= Work to complete =
All entries should be copied exactly, none left out.

= Record extracts =
════════

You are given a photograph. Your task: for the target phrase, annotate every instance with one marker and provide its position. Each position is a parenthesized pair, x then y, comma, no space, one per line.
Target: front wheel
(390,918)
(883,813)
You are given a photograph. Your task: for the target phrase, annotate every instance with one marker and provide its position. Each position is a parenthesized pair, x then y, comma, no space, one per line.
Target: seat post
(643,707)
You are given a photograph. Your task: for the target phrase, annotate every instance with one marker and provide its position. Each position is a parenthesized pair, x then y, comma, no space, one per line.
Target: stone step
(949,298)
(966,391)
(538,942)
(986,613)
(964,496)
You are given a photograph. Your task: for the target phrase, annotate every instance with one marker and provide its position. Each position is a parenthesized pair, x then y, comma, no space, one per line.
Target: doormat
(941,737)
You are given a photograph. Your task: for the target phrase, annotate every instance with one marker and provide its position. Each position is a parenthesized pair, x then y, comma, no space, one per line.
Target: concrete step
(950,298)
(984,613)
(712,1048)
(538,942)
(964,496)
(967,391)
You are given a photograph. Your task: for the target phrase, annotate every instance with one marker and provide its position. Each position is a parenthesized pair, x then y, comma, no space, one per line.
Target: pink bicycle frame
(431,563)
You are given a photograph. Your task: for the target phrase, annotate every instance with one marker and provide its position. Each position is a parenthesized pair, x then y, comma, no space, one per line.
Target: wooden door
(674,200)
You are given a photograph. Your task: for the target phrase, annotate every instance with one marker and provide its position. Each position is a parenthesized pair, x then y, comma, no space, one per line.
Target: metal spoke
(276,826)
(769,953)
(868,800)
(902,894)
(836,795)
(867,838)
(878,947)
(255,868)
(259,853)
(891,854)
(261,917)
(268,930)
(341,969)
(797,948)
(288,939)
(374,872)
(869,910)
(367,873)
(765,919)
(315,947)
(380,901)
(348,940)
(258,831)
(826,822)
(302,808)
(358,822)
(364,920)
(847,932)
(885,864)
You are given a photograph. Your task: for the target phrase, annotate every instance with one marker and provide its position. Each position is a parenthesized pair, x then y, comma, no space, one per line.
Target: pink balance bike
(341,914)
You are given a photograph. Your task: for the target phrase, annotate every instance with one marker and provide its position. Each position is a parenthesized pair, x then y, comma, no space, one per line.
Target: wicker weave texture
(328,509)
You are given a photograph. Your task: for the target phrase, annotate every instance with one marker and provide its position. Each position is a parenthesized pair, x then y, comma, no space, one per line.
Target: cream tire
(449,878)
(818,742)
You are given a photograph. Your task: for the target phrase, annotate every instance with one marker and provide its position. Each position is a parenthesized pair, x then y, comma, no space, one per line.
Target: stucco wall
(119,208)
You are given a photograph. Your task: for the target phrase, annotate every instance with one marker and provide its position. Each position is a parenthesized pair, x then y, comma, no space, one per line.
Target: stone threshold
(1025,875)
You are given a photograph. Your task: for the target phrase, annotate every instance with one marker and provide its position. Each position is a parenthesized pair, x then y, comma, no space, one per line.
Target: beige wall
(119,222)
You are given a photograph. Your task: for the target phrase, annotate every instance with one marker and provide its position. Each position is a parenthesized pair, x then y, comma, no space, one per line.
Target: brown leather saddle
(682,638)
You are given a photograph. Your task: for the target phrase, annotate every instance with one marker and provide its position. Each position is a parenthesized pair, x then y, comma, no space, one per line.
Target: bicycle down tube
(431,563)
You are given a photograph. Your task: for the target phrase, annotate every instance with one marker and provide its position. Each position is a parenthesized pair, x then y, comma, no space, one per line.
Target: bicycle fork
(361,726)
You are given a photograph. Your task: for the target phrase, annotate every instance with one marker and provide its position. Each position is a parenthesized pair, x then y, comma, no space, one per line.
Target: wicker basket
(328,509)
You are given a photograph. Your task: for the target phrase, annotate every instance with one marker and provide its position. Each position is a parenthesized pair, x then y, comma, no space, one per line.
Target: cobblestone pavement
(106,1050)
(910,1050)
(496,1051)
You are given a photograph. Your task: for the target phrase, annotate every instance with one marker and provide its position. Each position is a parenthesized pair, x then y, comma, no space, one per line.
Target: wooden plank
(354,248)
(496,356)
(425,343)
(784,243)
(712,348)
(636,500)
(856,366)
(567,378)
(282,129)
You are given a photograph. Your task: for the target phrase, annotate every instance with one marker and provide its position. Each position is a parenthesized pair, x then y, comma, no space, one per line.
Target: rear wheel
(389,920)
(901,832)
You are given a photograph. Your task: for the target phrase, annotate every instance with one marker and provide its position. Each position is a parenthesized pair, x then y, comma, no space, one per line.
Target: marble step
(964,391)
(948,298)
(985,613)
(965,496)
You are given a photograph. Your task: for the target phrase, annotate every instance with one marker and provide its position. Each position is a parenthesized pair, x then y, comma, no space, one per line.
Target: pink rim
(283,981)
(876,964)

════════

= Answer below =
You are given a photograph. Your task: for the target phrase, annotate every instance with one marker and provide its position. Each position is a parenthesized pair, x then y, comma, no space, one per line.
Target: front wheel
(390,918)
(883,813)
You are given a photograph. Your task: for the target phrase, annotate every instance with one marker and provide its position. Each position is a parenthesized pair, x then y, comma, no space, one per line.
Target: seat post
(643,707)
You are given a photograph. Your task: for the target phrase, annotate every instance with one marker and provide its position. Each position is a parenthesized pair, x then y, comma, no space, one per line.
Target: stone step
(949,298)
(966,391)
(538,942)
(986,613)
(964,496)
You are given a photograph. Your task: for the target phrase, annotate every instance with one marker and provide its position. Each position is a parenthesized pair, x then y, comma, no space, one per line.
Target: doormat
(941,737)
You are given a photograph. Your task: for the target phrase, annotate every instance with one marker and provide its position. Each position is a parenthesized pair, x then y, comma, no space, one per line.
Target: concrete step
(950,298)
(984,613)
(712,1048)
(538,942)
(964,496)
(967,391)
You are given a photograph. Your task: for the target phrase, annotate every instance with one marker and provide its position. Each position is a parenthesized pair, x then y, comma, no space, one per line.
Target: pink bicycle frame
(431,563)
You are given a photograph. Your task: for the target phrase, annotate every instance with one marker and provide its position. Each position is a parenthesized pair, x then y, comma, no space, one per line.
Target: wooden door
(674,200)
You are given a photograph. Your task: for the target phrase, annotate every instance with one marker and provide its position. Each position is a parenthesized pair, x then y, comma, no space, one per line.
Target: metal spoke
(276,826)
(769,953)
(868,800)
(902,894)
(836,795)
(867,838)
(878,947)
(255,868)
(259,853)
(891,854)
(261,917)
(268,930)
(341,969)
(797,948)
(288,939)
(374,872)
(869,910)
(367,873)
(765,919)
(315,947)
(380,901)
(348,940)
(258,831)
(826,822)
(302,808)
(358,822)
(364,920)
(847,932)
(885,864)
You are given a photograph. Your task: for the target phrase, annotate every instance with one marker and provide its position. Each position is a parenthesized pair, x then y, comma, no space, one per line.
Target: pink balance bike
(341,914)
You are given a photograph. Your task: for the target phrase, annotate every instance with one marker and provide its position. Each position is a parenthesized pair, x then y, comma, no space, one per line.
Target: wicker weave texture
(328,509)
You are given a photograph. Your task: for the target phrase, annotate every instance with one marker and provide its position. Each position is a parenthesized pair, x then y, comma, no space, one per line.
Target: cream tire
(449,878)
(818,742)
You are given a photograph. Your task: for the target phrase, annotate every instance with one marker and provide its position. Each position is a parenthesized pair, x then y, comma, no space, one per line.
Target: stucco wall
(119,208)
You are given a photograph. Your task: for the target phrase, annotate every instance with one marker and provide its position. Each position is a parenthesized pair, x then y, comma, no space, one per line.
Target: stone threshold
(1025,875)
You are given a photograph. Your task: for the target phrase, annotate every instance with one marker and provide its position. Each position is a parenthesized pair, x then y, comma, no space, one per line.
Target: beige wall
(119,222)
You are given a photograph. Your task: for the target phrase, annotate every instance with one marker and provide its position. Each position is a parenthesized pair, x then y, comma, no space, one per line.
Target: brown leather saddle
(682,638)
You are given a photograph. Your task: for the target phrase, annotate every instance with one marker and provide its position. Each position is a parenthesized pair, x then y, comma, no space, one per line.
Target: bicycle down tube
(431,563)
You are given a photograph. Your task: for the target phrase, annotate every instance with one marker and provide its position. Each position is a parenthesized pair, x then y, comma, no space, one per line.
Target: bicycle fork
(361,726)
You are given a photograph. Your task: for the target phrase, annotate every instance with one marker and provide its position. Each position is a parenthesized pair, x then y, comma, no space, one per line.
Target: wicker basket
(328,509)
You are given a photograph. Your task: for the target phrase, annotate every instance with one marker and provide its position. Each position is a parenthesized pair, x then y, comma, no space, one per line.
Target: cobblestone pavement
(106,1050)
(910,1050)
(496,1051)
You are given a photograph. Your task: for the target phrase, annotate every instance with one marker and provide its position. Each position is a parenthesized pair, x then y, comma, no space, one per line.
Target: wooden plank
(354,248)
(496,356)
(425,343)
(784,243)
(712,348)
(636,500)
(856,366)
(567,378)
(282,129)
You are given a photograph. Your task: for the target phrase, annotate every instance with one marker and provide its position. Each position is a parenthesized pair, x then y, comma, no space, one per line.
Target: rear wheel
(389,920)
(901,832)
You are given a photograph. Your task: for the target phrase, annotate every instance with one marker and provide its position. Each position is a parenthesized pair, x then y, comma, no space, one per line.
Target: marble step
(964,391)
(948,298)
(985,613)
(965,496)
You are given a photograph. Your task: for the target phrase, annotate every instance with one marker and provide its position. Each position is a parenthesized pair, x then y, comma, no space, one per line.
Target: pink rim
(283,981)
(876,964)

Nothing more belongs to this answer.